### Problem to work on
Rescale the records below by writing out every line again with each answer's point coordinates multiplied by 1.05 and rounded to whole numbers, halves going up. Keep the other lines and their sample points unchanged, and leave the pictures out.

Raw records
▽
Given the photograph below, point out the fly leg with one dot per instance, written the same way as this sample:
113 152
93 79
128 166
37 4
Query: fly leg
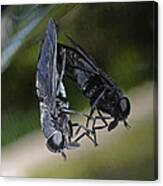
94 128
87 134
89 117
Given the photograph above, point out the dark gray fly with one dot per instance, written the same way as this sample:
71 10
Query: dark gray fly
103 94
54 106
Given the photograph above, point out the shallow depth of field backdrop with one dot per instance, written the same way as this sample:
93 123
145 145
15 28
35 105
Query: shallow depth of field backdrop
120 37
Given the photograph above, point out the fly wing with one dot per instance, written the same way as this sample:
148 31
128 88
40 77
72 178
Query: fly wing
90 64
47 74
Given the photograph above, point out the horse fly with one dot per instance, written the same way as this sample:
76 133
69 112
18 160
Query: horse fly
54 106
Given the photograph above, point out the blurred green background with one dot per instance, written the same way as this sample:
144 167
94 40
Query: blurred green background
120 37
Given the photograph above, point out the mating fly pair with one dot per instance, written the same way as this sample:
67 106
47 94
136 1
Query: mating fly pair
103 94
△
### Result of this task
Given the photograph below, point out the fly leg with one dot per instance, written the same way as this sample:
113 152
93 79
128 166
37 4
Query: fly leg
99 134
91 141
93 123
Given the photograph above, point out the dark gray fly with one dot per instance, written the same way as this sample:
71 10
Query: dark gray fly
108 99
57 111
Given the photograph above, point out the shallow depth of field backdrop with one dot per instance, written the same way as this sample:
93 123
145 145
15 28
35 105
Query: shallow depth of field backdrop
126 39
Given the photograph above, point out the fly wing with one dot per instance, written the same way as this sample:
148 31
128 88
40 77
72 178
Query: fly wing
95 67
49 78
Given the photograph above, point out the horse fly with one dot per instance, written the same way as this sample:
76 133
69 112
18 160
Query: horse fly
57 111
Given the photograph above, point out the blurred green background with one dot per instance, written the same way as this sample:
144 167
94 40
Query: blurred green background
126 39
Given the photograph above, point out the mating fly pair with one dot per instance, written the same way as this sample:
67 106
47 94
136 1
Query: mating fly pair
108 99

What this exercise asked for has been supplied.